Print nothing but the lines below starting at the line that holds "Query: white high-rise building" and ending at the line that holds "of the sloping", including both, each exactly as written.

*** Supplied records ***

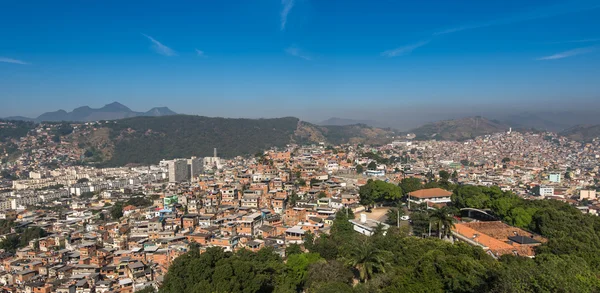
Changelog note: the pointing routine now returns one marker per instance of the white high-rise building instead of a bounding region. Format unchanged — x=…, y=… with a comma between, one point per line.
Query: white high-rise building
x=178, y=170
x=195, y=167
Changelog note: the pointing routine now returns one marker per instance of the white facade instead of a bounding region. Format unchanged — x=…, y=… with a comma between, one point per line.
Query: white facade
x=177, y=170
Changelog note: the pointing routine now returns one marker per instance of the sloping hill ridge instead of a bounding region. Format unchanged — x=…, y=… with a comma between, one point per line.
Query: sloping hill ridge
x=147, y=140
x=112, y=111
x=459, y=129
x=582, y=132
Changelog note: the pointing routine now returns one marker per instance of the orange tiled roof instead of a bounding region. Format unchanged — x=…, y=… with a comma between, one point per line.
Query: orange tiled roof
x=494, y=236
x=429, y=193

***
*** Supplied records ***

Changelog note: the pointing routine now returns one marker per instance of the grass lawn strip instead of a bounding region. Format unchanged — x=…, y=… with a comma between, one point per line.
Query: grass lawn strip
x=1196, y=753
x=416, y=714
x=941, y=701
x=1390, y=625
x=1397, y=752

***
*** Supplied records ***

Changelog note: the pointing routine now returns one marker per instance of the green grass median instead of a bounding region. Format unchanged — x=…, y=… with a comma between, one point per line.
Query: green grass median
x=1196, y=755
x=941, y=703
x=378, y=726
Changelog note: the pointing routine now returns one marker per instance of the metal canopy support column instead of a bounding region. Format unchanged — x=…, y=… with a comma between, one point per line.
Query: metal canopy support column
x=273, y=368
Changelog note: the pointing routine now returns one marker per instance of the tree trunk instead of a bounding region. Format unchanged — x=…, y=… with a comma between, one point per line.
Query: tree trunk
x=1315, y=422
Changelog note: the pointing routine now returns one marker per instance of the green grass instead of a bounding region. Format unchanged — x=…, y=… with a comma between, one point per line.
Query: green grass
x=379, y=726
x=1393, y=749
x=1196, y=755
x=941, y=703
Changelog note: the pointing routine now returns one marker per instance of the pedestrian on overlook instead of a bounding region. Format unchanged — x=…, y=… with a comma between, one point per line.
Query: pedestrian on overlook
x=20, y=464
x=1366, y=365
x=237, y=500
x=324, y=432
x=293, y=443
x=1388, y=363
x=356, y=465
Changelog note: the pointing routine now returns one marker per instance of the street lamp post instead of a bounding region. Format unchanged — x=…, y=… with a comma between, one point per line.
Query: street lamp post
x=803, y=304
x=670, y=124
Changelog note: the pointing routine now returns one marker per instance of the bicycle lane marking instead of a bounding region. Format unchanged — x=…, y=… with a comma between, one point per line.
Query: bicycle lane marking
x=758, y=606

***

**Exercise output:**
Query: white high-rise building
x=178, y=170
x=195, y=167
Changelog note: the pointing routine now returns one marker per instance of the white facade instead of a bounding region. Format unchanged — x=…, y=… with a comma between, one point per line.
Query: white facade
x=177, y=170
Changelog note: the pointing routine now returns one marker per instance of the sloping hill ridge instead of a bounding region. Format unchanged — x=…, y=… with a comma between, one point per line.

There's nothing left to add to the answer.